Sayfa Metni:
Uyuşmazlığa Uygulanacak Hükümler, Mahkememizin Kabulü
Dava, tasarım hakkına tecavüzün ve haksız rekabetin tespiti, önlenmesi maddi ve manevi tazminat istemlerine ilişkindir.
Uyuşmazlığın özü, davalı eylemlerinin davacıya ait … nolu ve … nolu tescilli tasarımlara tecavüz ve haksız rekabet oluşturup oluşturmadığı , tecavüz varsa SMK 151/2-a kapsamında tazminatın belirlenmesinden ibarettir.
6769 sayılı SMK’nun 56. maddesi; “(1) Tasarım yeni ve ayırt edici niteliğe sahip olması şartıyla bu Kanunla sağlanan haklar kapsamında korunur. (2) Birleşik ürünün parçasının tasarımı, aşağıdaki şartları taşıyorsa yeni ve ayırt edici niteliğe sahip olduğu kabul edilir:
a) Parça birleşik ürüne takıldığında, birleşik ürünün normal kullanımında görünür durumda olmalıdır.

İş Talimatları:
a - Sayfa metninde "Uyuşmazlığın özü, davalı" ifadesinden "görünür durumda olmalıdır." ifadesine kadar uzanan bölümü olduğu gibi geri verin.
b - Sayfa metninde aktarılan SMK'nın 56. maddesine göre bir tasarımın Kanunla sağlanan haklar kapsamında korunması hangi şarta bağlıdır? Bir ila üç cümleyle açıklayın.
c - Aşağıdaki ifadelerin sayfa metniyle uyuşup uyuşmadığını her biri için evet veya hayır ile belirtin ve metinden belirleyici sözcükleri aynen alıntılayın.
(i) Dava yalnızca maddi tazminat istemine ilişkindir.
(ii) Tecavüz varsa tazminatın SMK 151/2-a kapsamında belirlenmesi uyuşmazlığın özüne dahildir.
(iii) Birleşik ürünün parçası, ürüne takıldığında birleşik ürünün normal kullanımında görünür durumda olmalıdır.
Kayıtlar bu görevlerde hiçbir rol oynamaz.

Gösterilen Veriler:

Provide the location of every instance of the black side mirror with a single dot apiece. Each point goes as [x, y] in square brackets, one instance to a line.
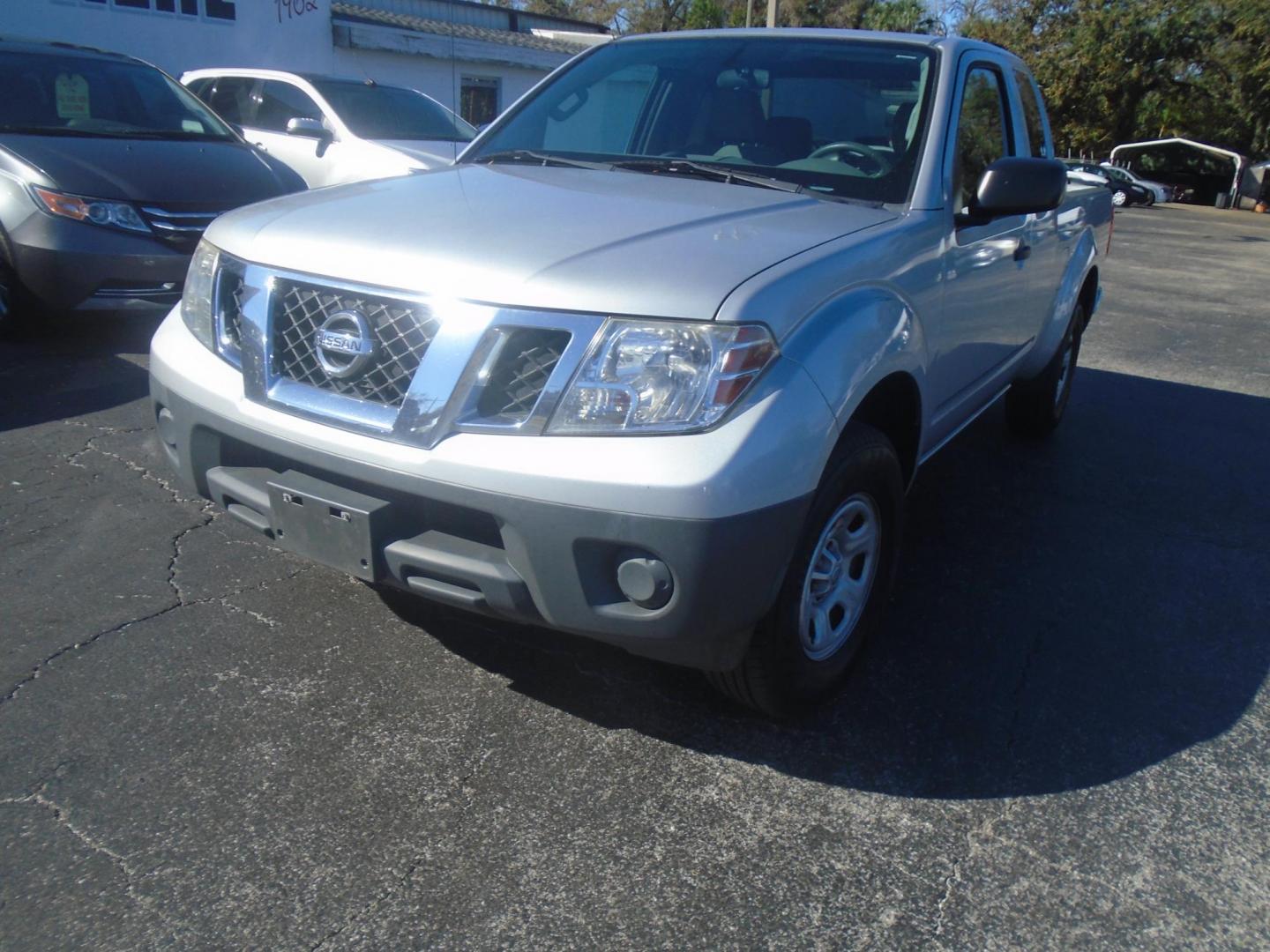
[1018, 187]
---
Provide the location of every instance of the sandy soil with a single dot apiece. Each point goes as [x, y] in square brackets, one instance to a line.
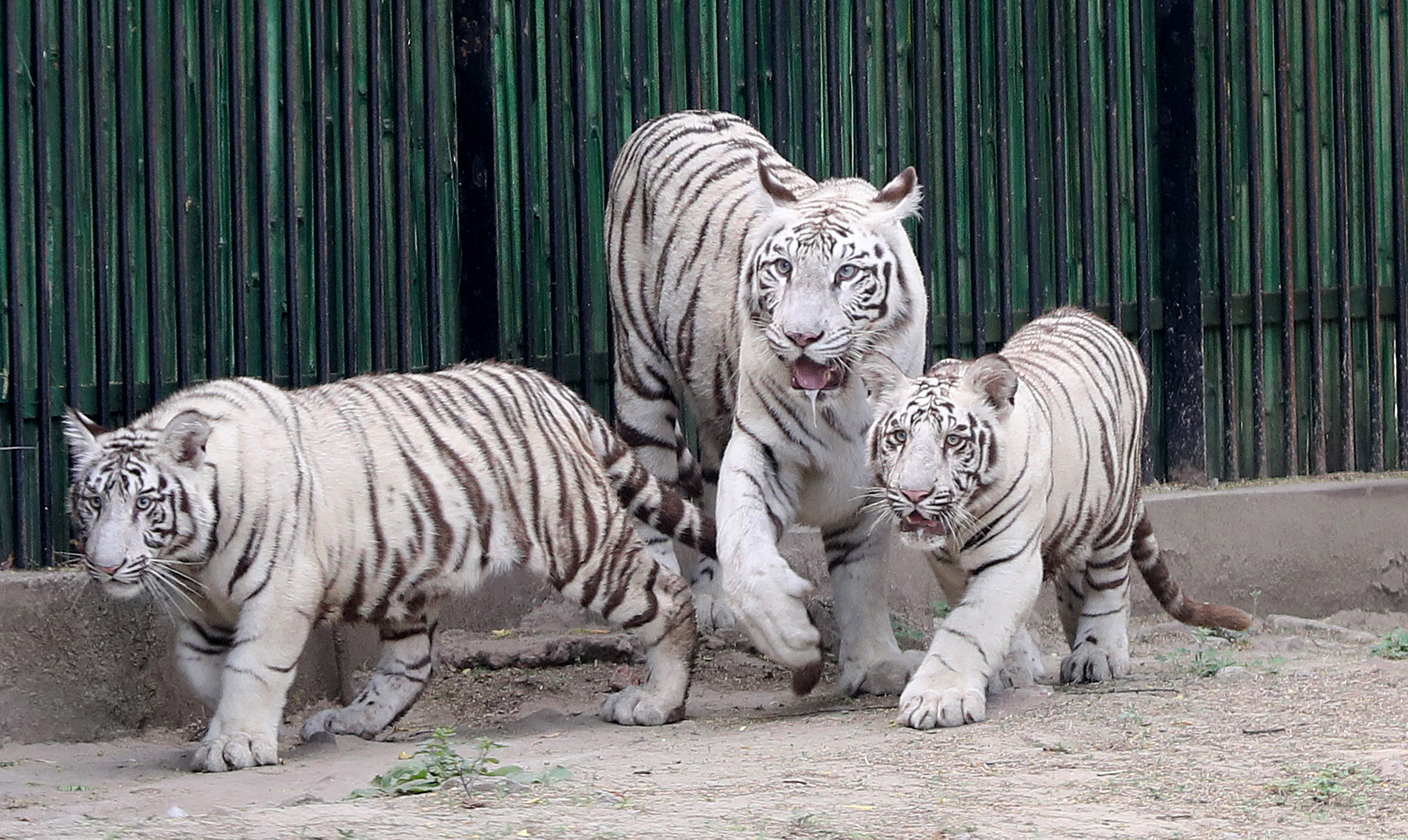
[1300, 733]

Sıralı Çıktılar:
a -
Uyuşmazlığın özü, davalı eylemlerinin davacıya ait … nolu ve … nolu tescilli tasarımlara tecavüz ve haksız rekabet oluşturup oluşturmadığı , tecavüz varsa SMK 151/2-a kapsamında tazminatın belirlenmesinden ibarettir.
6769 sayılı SMK’nun 56. maddesi; “(1) Tasarım yeni ve ayırt edici niteliğe sahip olması şartıyla bu Kanunla sağlanan haklar kapsamında korunur. (2) Birleşik ürünün parçasının tasarımı, aşağıdaki şartları taşıyorsa yeni ve ayırt edici niteliğe sahip olduğu kabul edilir:
a) Parça birleşik ürüne takıldığında, birleşik ürünün normal kullanımında görünür durumda olmalıdır.

b - Sayfa metninde aktarılan SMK'nın 56. maddesinin birinci fıkrasına göre tasarım, yeni ve ayırt edici niteliğe sahip olması şartıyla bu Kanunla sağlanan haklar kapsamında korunur.

c -
(i) Hayır: "maddi ve manevi tazminat istemlerine ilişkindir"
(ii) Evet: "tecavüz varsa SMK 151/2-a kapsamında tazminatın belirlenmesinden ibarettir"
(iii) Evet: "Parça birleşik ürüne takıldığında, birleşik ürünün normal kullanımında görünür durumda olmalıdır."